* [Work instructions] When you spot the word "Find" in a line of the data below, copy that line.

* [Dataset content]
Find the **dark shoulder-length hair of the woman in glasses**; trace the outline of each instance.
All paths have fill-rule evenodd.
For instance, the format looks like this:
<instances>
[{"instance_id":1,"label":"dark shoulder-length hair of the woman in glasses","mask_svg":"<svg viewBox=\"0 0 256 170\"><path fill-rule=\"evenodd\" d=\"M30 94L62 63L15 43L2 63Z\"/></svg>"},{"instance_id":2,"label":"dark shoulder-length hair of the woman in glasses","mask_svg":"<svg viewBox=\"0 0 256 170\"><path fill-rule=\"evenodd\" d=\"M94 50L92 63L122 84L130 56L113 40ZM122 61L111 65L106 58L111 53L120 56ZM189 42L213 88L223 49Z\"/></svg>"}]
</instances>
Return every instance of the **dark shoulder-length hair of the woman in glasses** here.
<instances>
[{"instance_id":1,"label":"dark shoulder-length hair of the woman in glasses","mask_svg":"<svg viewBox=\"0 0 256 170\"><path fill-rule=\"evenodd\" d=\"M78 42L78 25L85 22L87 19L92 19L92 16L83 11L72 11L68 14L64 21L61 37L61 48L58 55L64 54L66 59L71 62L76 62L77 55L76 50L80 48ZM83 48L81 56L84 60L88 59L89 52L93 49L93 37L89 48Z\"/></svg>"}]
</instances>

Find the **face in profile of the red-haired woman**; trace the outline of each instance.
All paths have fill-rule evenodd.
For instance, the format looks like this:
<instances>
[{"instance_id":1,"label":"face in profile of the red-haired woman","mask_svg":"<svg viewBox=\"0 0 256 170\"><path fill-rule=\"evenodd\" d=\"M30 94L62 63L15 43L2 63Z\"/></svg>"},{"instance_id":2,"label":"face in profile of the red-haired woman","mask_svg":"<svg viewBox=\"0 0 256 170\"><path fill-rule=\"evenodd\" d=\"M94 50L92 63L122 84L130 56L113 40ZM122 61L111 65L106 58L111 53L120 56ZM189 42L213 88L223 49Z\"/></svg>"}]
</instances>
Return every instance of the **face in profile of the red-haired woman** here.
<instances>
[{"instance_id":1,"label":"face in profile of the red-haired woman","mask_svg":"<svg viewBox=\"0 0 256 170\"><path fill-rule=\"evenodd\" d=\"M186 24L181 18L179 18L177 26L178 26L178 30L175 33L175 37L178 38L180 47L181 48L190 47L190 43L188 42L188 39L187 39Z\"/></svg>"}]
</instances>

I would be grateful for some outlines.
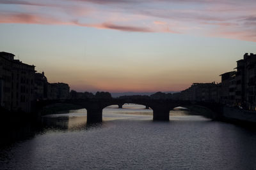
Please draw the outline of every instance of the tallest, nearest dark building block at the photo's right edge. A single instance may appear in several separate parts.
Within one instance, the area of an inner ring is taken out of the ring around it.
[[[221,74],[222,101],[230,106],[241,106],[247,110],[256,110],[256,54],[245,53],[243,59],[237,60],[237,71]],[[223,79],[224,76],[224,80]]]

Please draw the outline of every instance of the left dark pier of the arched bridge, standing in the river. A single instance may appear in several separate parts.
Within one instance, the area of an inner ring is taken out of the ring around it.
[[[87,123],[99,123],[102,122],[102,109],[90,108],[87,109]]]

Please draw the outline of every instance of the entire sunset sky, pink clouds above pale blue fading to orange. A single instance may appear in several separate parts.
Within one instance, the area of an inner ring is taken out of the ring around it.
[[[109,92],[220,82],[256,53],[255,0],[0,0],[0,51],[49,82]]]

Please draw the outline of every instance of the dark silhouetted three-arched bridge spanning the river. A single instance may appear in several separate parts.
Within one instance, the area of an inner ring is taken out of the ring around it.
[[[38,112],[45,106],[56,103],[82,106],[87,110],[87,122],[102,122],[102,110],[111,105],[118,105],[118,108],[122,108],[122,105],[125,103],[141,104],[153,110],[153,120],[161,121],[168,121],[170,119],[170,110],[173,110],[173,108],[193,105],[190,101],[175,101],[172,99],[64,99],[36,101],[34,111]],[[201,103],[199,105],[205,106],[216,113],[220,112],[218,104]],[[214,117],[216,117],[216,115],[214,115]]]

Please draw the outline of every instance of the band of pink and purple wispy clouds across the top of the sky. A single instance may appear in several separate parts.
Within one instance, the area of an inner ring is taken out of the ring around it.
[[[0,4],[1,23],[78,25],[256,41],[253,0],[2,0]],[[36,6],[36,10],[24,6]]]

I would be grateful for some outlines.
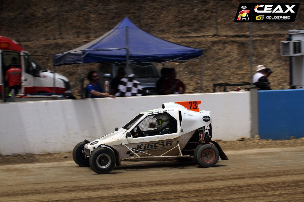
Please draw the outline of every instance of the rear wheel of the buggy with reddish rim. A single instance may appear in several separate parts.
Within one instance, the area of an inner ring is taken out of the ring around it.
[[[219,161],[219,150],[213,144],[199,144],[194,150],[194,160],[200,167],[213,167]]]

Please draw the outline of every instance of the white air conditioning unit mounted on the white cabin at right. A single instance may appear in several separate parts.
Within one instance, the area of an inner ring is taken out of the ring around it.
[[[281,41],[281,55],[304,55],[304,41]]]

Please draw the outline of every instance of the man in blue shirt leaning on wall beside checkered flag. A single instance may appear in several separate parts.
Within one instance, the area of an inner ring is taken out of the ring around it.
[[[103,93],[103,90],[98,83],[99,76],[96,71],[90,71],[88,73],[88,80],[91,81],[85,88],[85,98],[102,98],[109,97],[115,98],[114,95]]]

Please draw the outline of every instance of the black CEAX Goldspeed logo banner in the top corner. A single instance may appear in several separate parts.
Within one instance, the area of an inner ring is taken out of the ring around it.
[[[300,3],[240,3],[234,22],[295,22]]]

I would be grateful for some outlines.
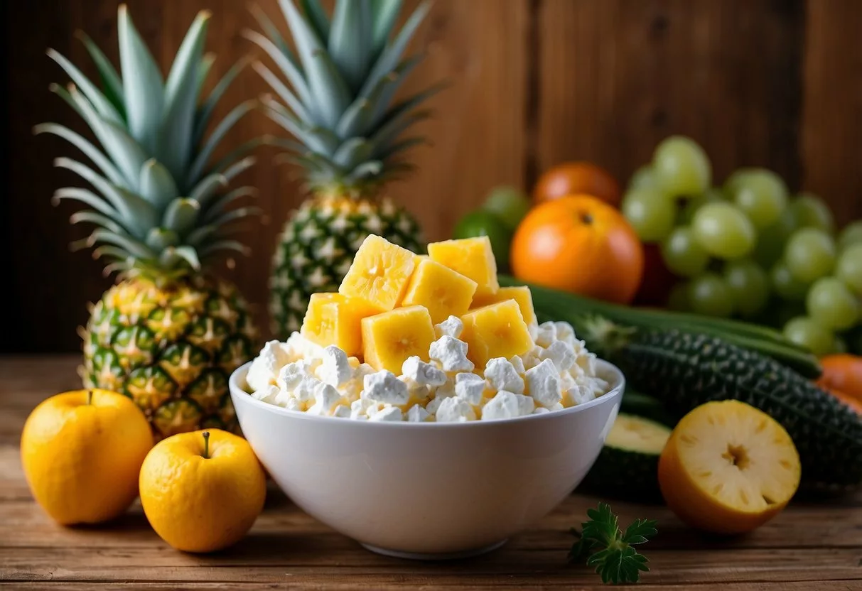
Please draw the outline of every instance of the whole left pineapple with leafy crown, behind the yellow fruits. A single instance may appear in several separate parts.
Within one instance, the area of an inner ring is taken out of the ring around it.
[[[204,137],[215,104],[242,67],[234,65],[199,103],[213,61],[203,54],[209,13],[192,23],[166,81],[125,6],[118,19],[122,78],[84,37],[103,90],[48,52],[73,81],[52,90],[87,122],[102,149],[56,123],[35,128],[68,140],[96,166],[57,159],[96,192],[60,189],[55,199],[88,207],[72,215],[72,223],[96,226],[82,246],[98,245],[93,254],[109,261],[105,271],[120,273],[82,333],[84,386],[130,396],[156,439],[201,427],[235,429],[228,376],[252,357],[255,333],[237,290],[203,269],[213,255],[245,250],[229,234],[232,222],[253,208],[228,207],[249,189],[224,188],[252,165],[241,152],[254,142],[215,166],[208,161],[253,103],[237,106]]]

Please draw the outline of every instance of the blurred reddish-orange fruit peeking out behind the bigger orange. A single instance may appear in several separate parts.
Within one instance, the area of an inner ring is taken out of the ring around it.
[[[615,207],[622,201],[614,176],[591,162],[564,162],[547,169],[533,189],[533,201],[543,203],[578,194],[598,197]]]

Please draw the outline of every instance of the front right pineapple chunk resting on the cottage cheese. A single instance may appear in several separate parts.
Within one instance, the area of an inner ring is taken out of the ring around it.
[[[464,332],[460,339],[467,344],[467,358],[477,368],[484,368],[489,359],[523,355],[534,347],[515,300],[477,308],[461,316],[461,321]]]

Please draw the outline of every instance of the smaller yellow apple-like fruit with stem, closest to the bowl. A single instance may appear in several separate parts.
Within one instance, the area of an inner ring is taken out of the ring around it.
[[[141,466],[141,505],[177,550],[211,552],[246,535],[264,506],[266,479],[252,446],[220,429],[159,441]]]

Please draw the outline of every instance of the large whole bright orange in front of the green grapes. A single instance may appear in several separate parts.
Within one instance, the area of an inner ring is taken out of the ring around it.
[[[528,283],[629,303],[640,285],[644,252],[615,208],[589,195],[533,208],[515,232],[511,266]]]

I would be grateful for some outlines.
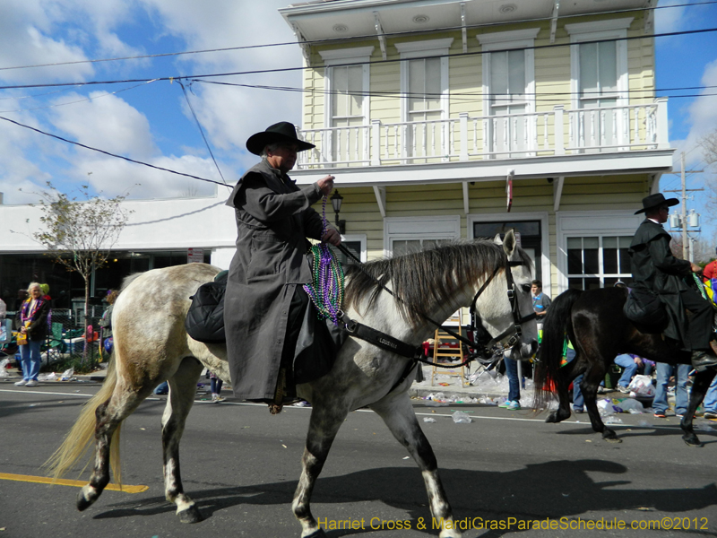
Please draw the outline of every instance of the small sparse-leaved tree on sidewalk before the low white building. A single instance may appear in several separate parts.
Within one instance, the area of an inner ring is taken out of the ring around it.
[[[85,320],[90,309],[91,275],[107,263],[111,248],[133,213],[122,207],[125,195],[101,198],[91,196],[89,188],[82,185],[79,194],[70,197],[48,182],[48,190],[39,193],[36,205],[42,211],[42,229],[32,234],[57,263],[82,276]]]

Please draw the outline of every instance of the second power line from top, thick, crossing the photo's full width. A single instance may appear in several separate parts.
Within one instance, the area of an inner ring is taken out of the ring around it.
[[[610,38],[610,39],[593,39],[589,41],[581,41],[580,45],[588,45],[593,43],[610,43],[610,42],[617,42],[617,41],[633,41],[635,39],[654,39],[654,38],[668,38],[668,37],[675,37],[675,36],[683,36],[683,35],[694,35],[694,34],[702,34],[702,33],[708,33],[717,31],[717,28],[704,28],[699,30],[680,30],[680,31],[671,31],[671,32],[665,32],[661,34],[650,34],[650,35],[639,35],[639,36],[626,36],[624,38]],[[495,50],[478,50],[473,52],[456,52],[456,53],[447,53],[444,55],[436,55],[436,56],[419,56],[419,57],[411,57],[411,58],[392,58],[392,59],[385,59],[385,60],[373,60],[368,61],[360,65],[383,65],[383,64],[393,64],[393,63],[400,63],[400,62],[408,62],[411,60],[417,60],[417,59],[426,59],[428,57],[431,58],[438,58],[438,57],[465,57],[465,56],[482,56],[484,54],[492,54],[497,52],[505,52],[506,50],[541,50],[546,48],[559,48],[559,47],[573,47],[575,43],[551,43],[549,45],[533,45],[531,47],[523,47],[523,48],[505,48],[505,49],[495,49]],[[333,65],[333,67],[345,67],[349,65],[357,65],[356,63],[347,63],[347,64],[336,64]],[[211,74],[194,74],[194,75],[185,75],[185,76],[165,76],[165,77],[155,77],[158,81],[179,81],[179,80],[190,80],[190,79],[203,79],[203,78],[216,78],[221,76],[239,76],[239,75],[246,75],[246,74],[270,74],[270,73],[289,73],[294,71],[306,71],[306,70],[314,70],[314,69],[320,69],[321,67],[316,67],[314,65],[302,65],[300,67],[281,67],[281,68],[273,68],[273,69],[255,69],[252,71],[236,71],[236,72],[228,72],[228,73],[211,73]],[[63,87],[63,86],[77,86],[77,85],[99,85],[99,84],[118,84],[118,83],[136,83],[136,82],[148,82],[152,79],[125,79],[121,81],[90,81],[90,82],[53,82],[53,83],[44,83],[44,84],[13,84],[13,85],[6,85],[6,86],[0,86],[0,90],[17,90],[22,88],[56,88],[56,87]]]

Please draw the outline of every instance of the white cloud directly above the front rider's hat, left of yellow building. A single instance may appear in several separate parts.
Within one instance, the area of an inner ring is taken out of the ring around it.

* [Task output]
Find the **dark shoulder-length hair of the woman in glasses**; trace the outline of each instance.
Find the **face in profile of the red-haired woman**; trace the outline of each instance.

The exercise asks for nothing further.